Required action |
All of the records must be set down again word for word.

**** The data

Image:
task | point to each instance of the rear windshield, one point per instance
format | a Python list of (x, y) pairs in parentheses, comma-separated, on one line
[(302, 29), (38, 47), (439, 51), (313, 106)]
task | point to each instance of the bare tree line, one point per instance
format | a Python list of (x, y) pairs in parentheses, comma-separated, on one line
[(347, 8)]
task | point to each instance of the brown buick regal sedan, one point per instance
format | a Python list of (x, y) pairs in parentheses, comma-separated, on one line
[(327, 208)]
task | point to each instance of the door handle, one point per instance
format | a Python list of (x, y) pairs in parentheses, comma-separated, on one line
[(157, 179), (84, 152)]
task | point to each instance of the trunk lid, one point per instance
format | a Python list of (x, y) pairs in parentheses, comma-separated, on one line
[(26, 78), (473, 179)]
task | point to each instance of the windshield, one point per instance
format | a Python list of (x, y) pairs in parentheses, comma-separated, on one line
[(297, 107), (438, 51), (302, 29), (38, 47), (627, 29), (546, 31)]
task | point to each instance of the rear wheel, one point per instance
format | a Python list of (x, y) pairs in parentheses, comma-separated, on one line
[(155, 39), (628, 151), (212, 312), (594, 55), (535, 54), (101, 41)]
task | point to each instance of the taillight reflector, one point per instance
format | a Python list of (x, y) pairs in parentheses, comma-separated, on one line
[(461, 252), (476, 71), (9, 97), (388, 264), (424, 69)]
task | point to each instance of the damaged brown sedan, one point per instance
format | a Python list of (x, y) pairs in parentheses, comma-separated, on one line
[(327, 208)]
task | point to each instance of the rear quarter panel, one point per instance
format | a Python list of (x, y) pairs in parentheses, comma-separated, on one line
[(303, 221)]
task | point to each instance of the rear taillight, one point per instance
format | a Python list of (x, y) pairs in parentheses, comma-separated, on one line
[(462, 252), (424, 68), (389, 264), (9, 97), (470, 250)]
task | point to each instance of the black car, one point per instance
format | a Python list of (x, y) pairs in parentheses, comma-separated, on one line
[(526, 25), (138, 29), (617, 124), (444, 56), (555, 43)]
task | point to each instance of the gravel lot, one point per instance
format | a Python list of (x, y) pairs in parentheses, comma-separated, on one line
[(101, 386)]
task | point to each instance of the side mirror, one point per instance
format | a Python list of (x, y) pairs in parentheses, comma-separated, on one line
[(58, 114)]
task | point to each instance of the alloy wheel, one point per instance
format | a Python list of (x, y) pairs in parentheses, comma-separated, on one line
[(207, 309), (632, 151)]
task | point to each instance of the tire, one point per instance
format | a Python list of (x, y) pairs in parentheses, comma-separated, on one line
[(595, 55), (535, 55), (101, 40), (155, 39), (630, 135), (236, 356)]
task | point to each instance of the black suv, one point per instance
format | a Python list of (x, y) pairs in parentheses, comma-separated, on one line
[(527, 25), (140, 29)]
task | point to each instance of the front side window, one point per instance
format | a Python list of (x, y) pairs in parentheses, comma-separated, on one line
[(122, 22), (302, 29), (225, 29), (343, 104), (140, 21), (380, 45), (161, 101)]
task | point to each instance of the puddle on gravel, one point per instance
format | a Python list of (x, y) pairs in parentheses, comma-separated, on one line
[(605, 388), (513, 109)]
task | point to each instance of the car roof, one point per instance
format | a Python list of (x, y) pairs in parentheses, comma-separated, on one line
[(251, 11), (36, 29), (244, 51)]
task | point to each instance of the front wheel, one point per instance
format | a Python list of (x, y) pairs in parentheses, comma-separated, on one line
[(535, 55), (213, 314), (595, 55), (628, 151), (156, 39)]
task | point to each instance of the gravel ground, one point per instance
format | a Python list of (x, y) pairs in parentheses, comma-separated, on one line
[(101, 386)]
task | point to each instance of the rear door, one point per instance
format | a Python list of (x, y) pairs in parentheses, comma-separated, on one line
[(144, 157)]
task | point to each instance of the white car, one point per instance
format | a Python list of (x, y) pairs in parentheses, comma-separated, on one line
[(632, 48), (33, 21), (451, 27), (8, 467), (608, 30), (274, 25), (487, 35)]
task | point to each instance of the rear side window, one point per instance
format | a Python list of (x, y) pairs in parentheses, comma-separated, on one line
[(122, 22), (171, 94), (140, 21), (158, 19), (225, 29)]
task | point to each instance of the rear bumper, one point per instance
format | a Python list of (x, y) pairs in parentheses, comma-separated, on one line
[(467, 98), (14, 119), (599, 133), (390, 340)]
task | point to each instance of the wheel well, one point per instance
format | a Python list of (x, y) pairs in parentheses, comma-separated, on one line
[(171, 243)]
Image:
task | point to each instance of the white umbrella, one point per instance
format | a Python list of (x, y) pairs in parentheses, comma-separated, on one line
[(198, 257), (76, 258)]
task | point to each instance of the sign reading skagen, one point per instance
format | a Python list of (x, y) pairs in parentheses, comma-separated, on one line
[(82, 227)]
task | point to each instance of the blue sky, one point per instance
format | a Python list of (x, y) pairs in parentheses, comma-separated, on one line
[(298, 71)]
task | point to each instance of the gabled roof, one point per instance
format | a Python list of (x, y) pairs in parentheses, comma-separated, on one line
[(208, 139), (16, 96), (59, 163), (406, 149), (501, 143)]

********

Reply |
Image:
task | point to each instance of the rear windshield, one point per instance
format | a Python list of (x, y) pairs in parentheses, comma-separated, on one line
[(302, 29), (38, 47), (439, 51), (313, 106)]
task | point to each instance of the bare tree line, one point per instance
format | a Python list of (x, y) pairs in parentheses, comma-separated, on one line
[(347, 8)]
task | point to each instance of the brown buick regal sedan, one point per instance
format | a Python list of (x, y) pairs in parentheses, comma-separated, on one line
[(327, 208)]
task | point to each instance of the door handle, one point per instance
format | a Python list of (x, y) pairs in parentheses, comma-separated, on one line
[(157, 179), (84, 152)]
task | point to each instance of the trunk lid, one point per instance
format | a Python list of (x, y) pairs in parentheses, comma-separated, on one line
[(26, 78), (473, 179)]
task | point to each instance of the windshield, one point per instance
format | a Python list of (x, y) pairs in parentheses, comma-separated, on one line
[(297, 107), (438, 51), (302, 29), (38, 47), (627, 29), (546, 31)]
task | point to each instance of the rear wheel, one point per instance
format | a Python list of (x, y) pairs in parentheses, comma-separated, on one line
[(155, 39), (628, 151), (212, 312), (594, 55), (535, 54), (101, 41)]
task | point to each instance of the taillight reflector, one point per instance
format | a Python list of (x, y) pairs in parentheses, comma-separated, on one line
[(461, 252), (476, 71), (9, 97), (388, 264), (424, 69)]
task | point to each instance of the damaged brown sedan, one point per instance
format | a Python list of (x, y) pairs in parentheses, comma-separated, on one line
[(327, 208)]
task | point to each instance of the rear quarter panel, one point per instance
format | a Python list of (x, y) pairs in parentheses, comma-separated, on one line
[(303, 221)]
task | point to each instance of the rear taillight, one point per instance
format | a Python list of (x, y) pairs in parentheses, comma-separated, on one line
[(462, 252), (424, 68), (389, 264), (9, 97), (470, 250)]
task | point to each instance of the black car, one point per instance
format | a Python list of (x, y) pairs in parentheses, comma-separated, on one line
[(526, 25), (138, 29), (617, 124), (444, 56), (555, 43)]
task | point to each instance of the gravel lot, one point per instance
format | a Python list of (x, y) pairs in parentheses, comma-separated, on one line
[(101, 386)]
task | point to each instance of the side mirror, one point per instance
format | a Python list of (x, y) pairs in parentheses, comma-separated, on one line
[(58, 114)]
task | point to each instance of the alloy wheel, one point per instance
format | a Python list of (x, y) pairs in parentheses, comma-separated, on one line
[(207, 309), (632, 151)]
task | point to each instance of the tire, one point per instance
format | a Python list of (x, y) pairs in parentheses, comma-separated, on one line
[(595, 55), (535, 55), (101, 40), (155, 39), (630, 135), (236, 356)]
task | point to each instance of the black suv, one point per instance
format | a Python list of (x, y) pairs in parentheses, comma-separated, on one line
[(527, 25), (140, 29)]
task | point to each instance of the front side window, one point per instance
format | a Python list of (x, y) pairs in parentheses, comma-separated, on one line
[(122, 22), (302, 29), (225, 29), (343, 104), (140, 21), (380, 45), (161, 101)]
task | point to each instance of the puddle on gravel, one point per instance
format | a Python list of (x, y) pairs in parentheses, comma-separated, on one line
[(605, 388), (513, 109)]
task | point to each instance of the car roof, one point per instance
format | a Python list of (x, y) pairs in parentheses, comma-separated, on one line
[(251, 11), (36, 29), (244, 51)]
task | point to each instance of the front wheel, one point per instance
format | a Python list of (x, y) pairs in parentheses, comma-separated, on one line
[(535, 55), (213, 314), (595, 55), (628, 151), (156, 39)]
task | point to each instance of the gravel ground, one point per instance
format | a Python list of (x, y) pairs in parentheses, comma-separated, on one line
[(101, 386)]
task | point to each instance of the rear door, one point per instance
format | a Python list of (x, y) pairs in parentheses, comma-separated, on one line
[(144, 157)]
task | point to each instance of the white car, one point per instance
format | a Python list of (x, y) pairs in parentheses, comma-separated, on one line
[(632, 48), (33, 21), (451, 27), (8, 467), (608, 30), (274, 25), (487, 35)]
task | point to each instance of the rear side window, one point per instance
format | a Python list of (x, y) pairs in parentheses, comma-separated, on one line
[(122, 22), (171, 94), (140, 21), (158, 19), (225, 29)]
task | point to each instance of the rear bumper, one point per instance
format | a Python list of (x, y) pairs in parentheses, comma-separated, on one line
[(467, 98), (14, 119), (599, 133), (390, 340)]
task | point to each instance of the wheel well, one point per instance
format | a Python list of (x, y) pairs in parentheses, comma-separated, on one line
[(171, 243)]
Image:
task | point to each instance of the white umbrella, one point per instance
format | a Python list of (x, y) pairs in parentheses, comma-separated, on one line
[(198, 257), (76, 258)]
task | point to each instance of the sign reading skagen, one point per instance
format | a Python list of (x, y) pairs in parentheses, comma-separated, on one line
[(82, 227)]
task | point to each instance of the blue sky, one point per instance
format | a Python list of (x, y) pairs in parentheses, comma-separated, on one line
[(298, 71)]
task | point to each instance of the gabled roof, one point per instance
format | a Python list of (x, y) pairs in parentheses, comma-separated, on one line
[(208, 139), (16, 96), (59, 163), (406, 149), (501, 143)]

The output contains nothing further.